Exercise description – Render all of the material below as a numbered list with no blank lines, and omit the pictures from your answer.

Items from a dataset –
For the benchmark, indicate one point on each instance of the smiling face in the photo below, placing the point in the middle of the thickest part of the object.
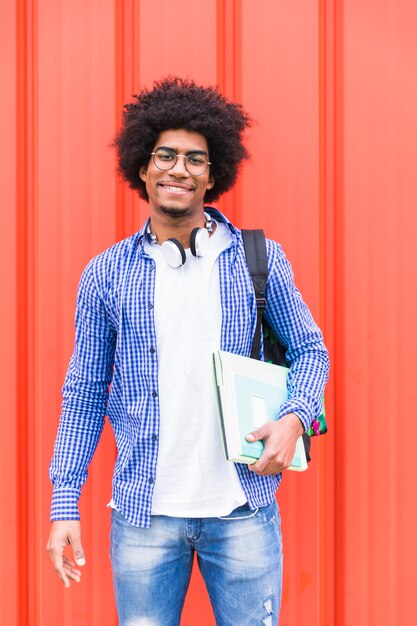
(175, 192)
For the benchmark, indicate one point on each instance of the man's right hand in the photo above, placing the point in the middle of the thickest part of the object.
(66, 533)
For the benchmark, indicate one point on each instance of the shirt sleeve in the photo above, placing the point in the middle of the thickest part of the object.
(289, 316)
(85, 396)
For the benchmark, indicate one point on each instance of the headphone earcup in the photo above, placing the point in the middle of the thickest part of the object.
(173, 252)
(199, 241)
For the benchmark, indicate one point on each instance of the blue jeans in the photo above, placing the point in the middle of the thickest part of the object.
(239, 556)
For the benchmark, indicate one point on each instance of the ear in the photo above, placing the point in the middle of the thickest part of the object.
(142, 173)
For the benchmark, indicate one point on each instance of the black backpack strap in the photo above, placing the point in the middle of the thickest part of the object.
(257, 261)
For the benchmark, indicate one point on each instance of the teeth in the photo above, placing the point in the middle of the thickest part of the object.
(173, 188)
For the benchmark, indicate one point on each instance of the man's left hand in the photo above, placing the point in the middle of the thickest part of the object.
(279, 439)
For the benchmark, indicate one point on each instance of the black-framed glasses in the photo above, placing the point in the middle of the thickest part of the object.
(196, 163)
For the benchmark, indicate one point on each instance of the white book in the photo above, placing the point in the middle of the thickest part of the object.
(250, 393)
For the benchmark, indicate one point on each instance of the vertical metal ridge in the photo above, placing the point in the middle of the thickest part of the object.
(229, 75)
(327, 312)
(340, 326)
(127, 81)
(26, 309)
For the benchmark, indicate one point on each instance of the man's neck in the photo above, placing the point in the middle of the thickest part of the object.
(165, 226)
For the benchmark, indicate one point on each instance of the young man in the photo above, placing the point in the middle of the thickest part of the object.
(150, 312)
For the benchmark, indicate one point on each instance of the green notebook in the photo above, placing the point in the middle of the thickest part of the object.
(249, 393)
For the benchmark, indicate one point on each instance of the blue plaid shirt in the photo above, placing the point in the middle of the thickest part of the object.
(116, 343)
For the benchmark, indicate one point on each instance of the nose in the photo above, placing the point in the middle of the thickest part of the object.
(179, 168)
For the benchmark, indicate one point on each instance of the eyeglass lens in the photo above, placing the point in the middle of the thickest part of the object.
(195, 162)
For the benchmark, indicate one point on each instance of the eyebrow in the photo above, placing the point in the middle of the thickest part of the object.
(186, 154)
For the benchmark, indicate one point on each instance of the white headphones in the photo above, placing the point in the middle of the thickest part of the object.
(172, 249)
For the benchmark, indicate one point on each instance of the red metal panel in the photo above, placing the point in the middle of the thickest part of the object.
(330, 84)
(377, 336)
(9, 574)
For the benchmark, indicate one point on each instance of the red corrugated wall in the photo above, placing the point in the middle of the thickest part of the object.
(332, 85)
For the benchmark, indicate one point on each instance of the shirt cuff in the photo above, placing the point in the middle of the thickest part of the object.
(301, 409)
(65, 504)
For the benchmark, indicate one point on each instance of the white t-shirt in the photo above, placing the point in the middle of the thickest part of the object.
(193, 478)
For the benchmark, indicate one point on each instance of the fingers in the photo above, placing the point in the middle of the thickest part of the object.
(278, 451)
(63, 534)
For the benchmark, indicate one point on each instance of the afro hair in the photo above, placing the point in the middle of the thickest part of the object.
(176, 103)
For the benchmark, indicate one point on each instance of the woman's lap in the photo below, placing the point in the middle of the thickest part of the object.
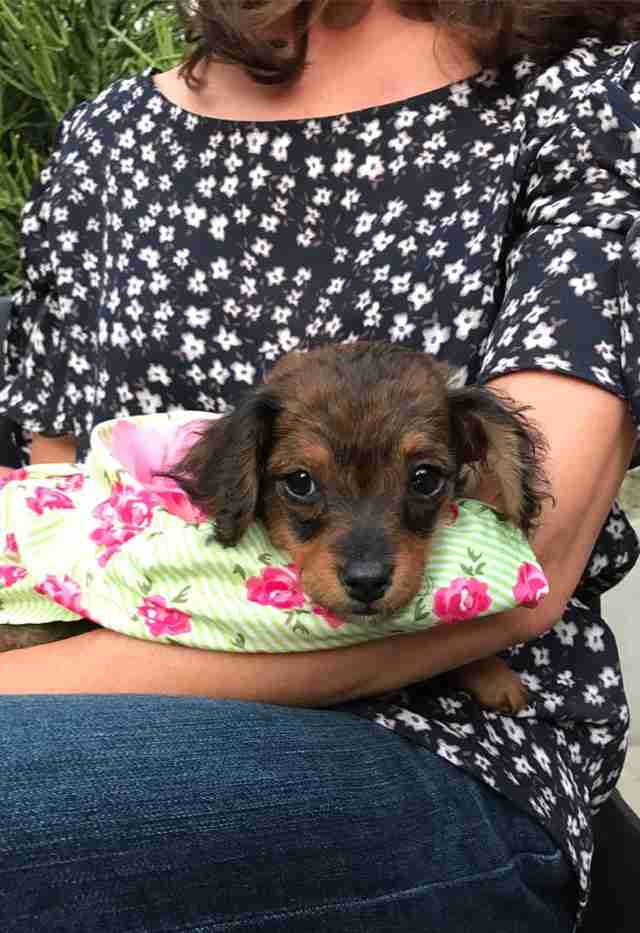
(148, 814)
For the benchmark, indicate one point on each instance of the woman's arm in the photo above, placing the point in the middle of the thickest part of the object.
(590, 440)
(53, 449)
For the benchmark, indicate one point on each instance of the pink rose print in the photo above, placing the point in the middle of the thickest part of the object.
(147, 452)
(126, 513)
(70, 483)
(331, 619)
(11, 476)
(453, 513)
(532, 585)
(161, 620)
(464, 598)
(127, 506)
(278, 587)
(10, 574)
(48, 500)
(176, 501)
(66, 592)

Result of this exercise –
1. For the benchmark, indicate one point on each instance of the smiling face in the photo below, placing the point in the middle of the thickest part of the object.
2. (175, 192)
3. For the benchmark, indicate one point on each instance of the man's right hand in the photo above, placing the point in the middle of the thickest part of the object.
4. (66, 533)
5. For the benchmark, indicate one point on each instance of the shirt sleeve in the photo above, placing the point in the middle of the thickest part of the object.
6. (289, 316)
7. (85, 396)
8. For the benchmark, indicate one point on each instance of the headphone earcup in the photo above, placing the point in the middle of the thickest part of the object.
9. (173, 252)
10. (199, 241)
11. For the benchmark, indicate one point on each instance of the blue jeans in the photo above, placing the point in the middle of the thickest part of the object.
12. (239, 556)
13. For the benchmark, indicate one point on each instance of the ear in the photo above, placing the point in the middle of the thickest part of the object.
14. (142, 173)
15. For the benchmark, indicate one point on each instance of the black backpack strap in the photo above, placing the point in the middle of the thickest part of the object.
16. (257, 261)
17. For the benchmark, indicate one point on each instance of the teeth in the photo above, placing the point in the middle of the thickest part of the object.
18. (173, 188)
19. For the benchmark, indicate one point on each instance of the man's left hand in the photo above, placing the point in the middle of the thickest part of the object.
20. (279, 439)
21. For the benchmark, indicate one point on each instance of the black-framed glasses in the photo above, placing the point in the middle of the thickest part of the object.
22. (196, 163)
23. For the benchmark, indicate one point on each instance of the white book in the photo above, placing the point in the middle of the thickest part of the object.
24. (250, 393)
25. For the benchmark, indicate one point on each instance of the vertical metal ridge in the photo above, placing the point in the middle of the thickest part of the object.
26. (229, 75)
27. (327, 312)
28. (340, 326)
29. (127, 81)
30. (26, 309)
31. For the benchmark, indicate one point on each instance of the man's neck in the photo above, placing the point in the middle of the thickest part of the object.
32. (165, 226)
33. For the benchmark, indicate one point on each instance of the young man in the photo above, placing the point in the middle of the thickest part of the object.
34. (150, 312)
35. For the benchmark, indicate one point on each instance of the green notebook in the photo above, placing the point in the middle of the thickest part of the object.
36. (249, 393)
37. For the benchmark, indicate one point on each instance of the blue plaid shirt in the photo above, placing the point in the middle of the thickest part of the object.
38. (116, 343)
39. For the benchmark, indicate one point on each instance of the nose in the photo above, placing the point in the middle of the thickest part of the object.
40. (179, 168)
41. For the benchmark, indicate one point on each instance of the eyeglass lens in the photo above, placing the point in the middle of the thickest part of the object.
42. (195, 162)
43. For the benchmark, indicate one point on each instance of the eyebrow in the photo above, placing the point in the middle of the thickest part of the object.
44. (186, 154)
45. For the benchmark, indicate one point on each instance of the white headphones in the photo above, placing the point in the middle of the thickest part of the object.
46. (172, 249)
47. For the benchmark, indicate one point on each instance of the red metal panel in the photo above, placing the point in the middle of the thickest part of the object.
48. (330, 84)
49. (377, 336)
50. (9, 574)
51. For the benchmark, indicate one point on each instance of the red corrugated wall in the photo above, placing the point in the middle of the thickest part of the object.
52. (332, 85)
53. For the benchmark, indicate one point on each instance of the shirt cuff in the photo above, placing the point in the middle of the thickest part of the object.
54. (301, 409)
55. (65, 504)
56. For the benchmark, indicate one point on each instance of the white t-shirt in the photo above, placing the point in the middle of the thickest part of the object.
57. (193, 478)
58. For the benchmark, indicate one point on each instance of the fingers in the photo above, placing the point in the middle of the thickest part of the object.
59. (278, 451)
60. (63, 534)
61. For the benchmark, indicate one point on each instance of the afro hair in the photo above, placing the point in the middle of the thickest part of the object.
62. (176, 103)
63. For the benchmark, indicate one point on each instance of the woman's lap in the photo below, placing the point in the middle of the thickest part of the object.
64. (148, 814)
65. For the benchmark, indicate one point on each instance of the woman's arm in the photo above, placing the point in the middle of the thickest part of the object.
66. (590, 440)
67. (53, 449)
68. For the benchmark, indicate one point on each instance of the pink rose print in the photo above, placing the point in the middle of the thickest part of the object.
69. (147, 452)
70. (126, 513)
71. (70, 483)
72. (331, 619)
73. (11, 476)
74. (453, 513)
75. (532, 585)
76. (161, 620)
77. (464, 598)
78. (127, 506)
79. (278, 587)
80. (10, 574)
81. (48, 500)
82. (176, 501)
83. (66, 592)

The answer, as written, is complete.